* Direction: Please transcribe all of the records below word for word, leaving out the pictures.

(Excerpts of location labeling data)
* * * *
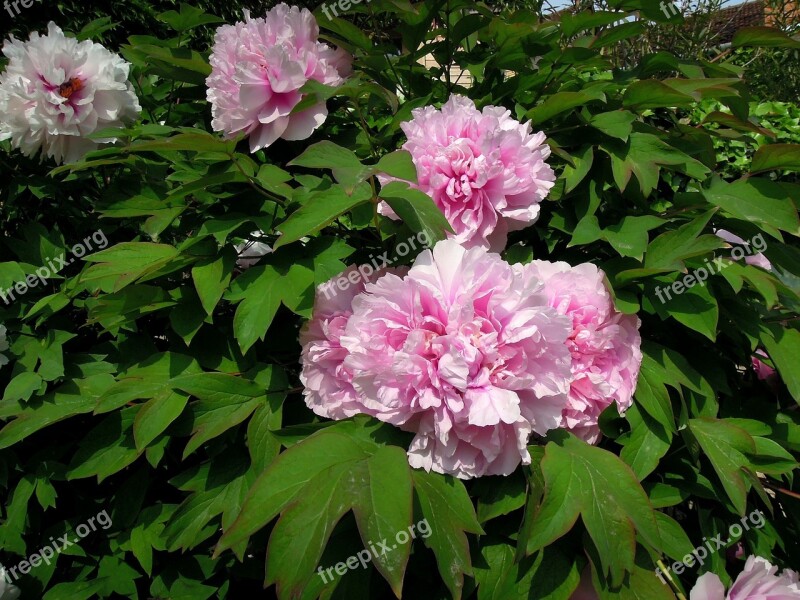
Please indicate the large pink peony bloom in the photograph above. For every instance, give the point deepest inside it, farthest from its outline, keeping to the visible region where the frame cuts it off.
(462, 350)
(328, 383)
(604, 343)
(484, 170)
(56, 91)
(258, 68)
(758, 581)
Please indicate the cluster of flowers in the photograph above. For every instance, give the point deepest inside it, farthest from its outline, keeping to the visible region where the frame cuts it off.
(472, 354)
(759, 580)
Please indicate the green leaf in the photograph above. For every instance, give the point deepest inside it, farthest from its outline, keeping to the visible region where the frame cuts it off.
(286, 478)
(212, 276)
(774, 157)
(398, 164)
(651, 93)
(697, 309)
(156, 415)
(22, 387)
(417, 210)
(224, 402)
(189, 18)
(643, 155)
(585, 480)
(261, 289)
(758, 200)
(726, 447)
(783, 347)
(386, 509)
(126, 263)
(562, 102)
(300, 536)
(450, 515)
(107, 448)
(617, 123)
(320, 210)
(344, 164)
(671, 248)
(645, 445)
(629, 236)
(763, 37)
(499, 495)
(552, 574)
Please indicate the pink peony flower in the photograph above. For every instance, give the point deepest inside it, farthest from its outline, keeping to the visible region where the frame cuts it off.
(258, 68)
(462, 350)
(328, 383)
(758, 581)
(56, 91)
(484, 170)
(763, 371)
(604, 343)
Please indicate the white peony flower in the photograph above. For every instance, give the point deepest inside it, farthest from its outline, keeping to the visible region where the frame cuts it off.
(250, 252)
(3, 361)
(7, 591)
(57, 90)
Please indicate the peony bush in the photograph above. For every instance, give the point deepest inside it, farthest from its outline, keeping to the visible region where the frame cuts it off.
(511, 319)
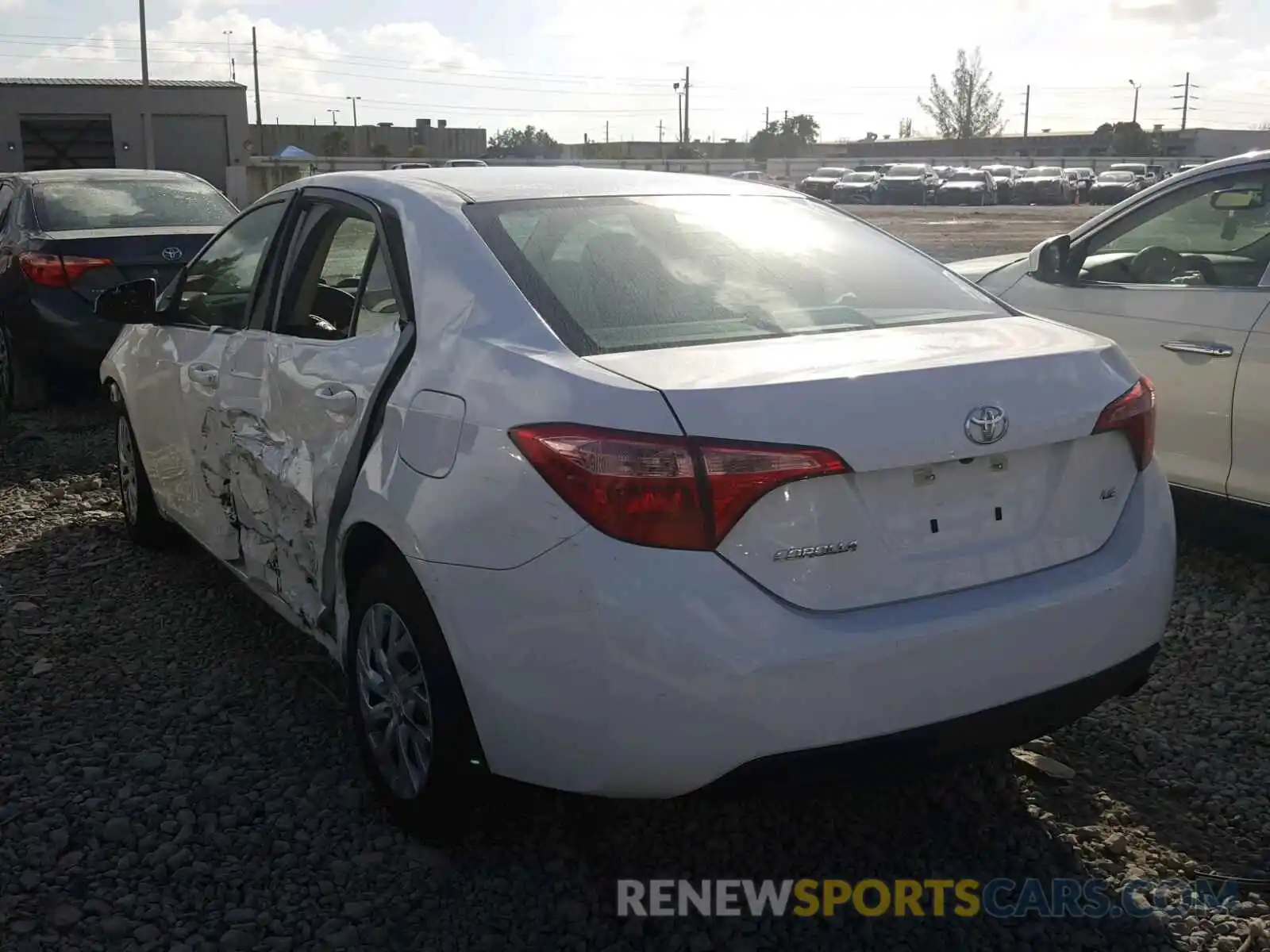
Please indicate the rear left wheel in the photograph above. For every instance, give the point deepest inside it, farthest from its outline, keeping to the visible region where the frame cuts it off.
* * * *
* Response below:
Please indicate the large pink peony bloom in the photograph above. For every instance, give the point deepest inside it, farthest from its outline, keeping to the visible region where the frame cuts it off.
(462, 350)
(328, 383)
(604, 343)
(484, 170)
(56, 91)
(258, 68)
(758, 581)
Please indicate the cluster of flowers in the photograph above. For every instance, give the point deepest inside it, farthest from its outline, keeping to the visible region where the frame cuts it off.
(472, 354)
(759, 580)
Please indicate the green leaf in the photograph above. For every instance, give the point deepest inside it, farthest from its outline, keeping to the visible region where the frame cuts it off.
(286, 478)
(212, 276)
(774, 157)
(398, 164)
(651, 93)
(697, 309)
(156, 415)
(22, 387)
(417, 210)
(224, 402)
(189, 18)
(643, 155)
(585, 480)
(261, 289)
(758, 200)
(726, 447)
(783, 347)
(386, 509)
(126, 263)
(562, 102)
(300, 536)
(450, 515)
(107, 448)
(617, 123)
(320, 210)
(344, 164)
(671, 248)
(645, 445)
(629, 236)
(763, 37)
(499, 495)
(552, 574)
Please indicate the pink peony flower in the photograph above. For every instance, give the point deepest inside it, farthest from its outline, keeping to the visible region where the frame cuts it off.
(258, 68)
(462, 350)
(328, 383)
(758, 581)
(56, 91)
(484, 170)
(763, 371)
(604, 343)
Please indicate the white peony flower in the photograph above. For every instance, give the point deepest inside it, farthest from its outline, keeping to the visible region where the frame cuts it off.
(250, 252)
(3, 361)
(7, 591)
(57, 90)
Please indicate the peony bush in the photograph above. For every instance, give the point deepest inside it, farthest from its outline, keeping to the visible region where the frame cuts it off.
(511, 319)
Please indicate the rear left wheel in the photograph above. For every instance, give the point deepest inside it, farthest from its outline, keeping to the visible region where the frame cuts it off.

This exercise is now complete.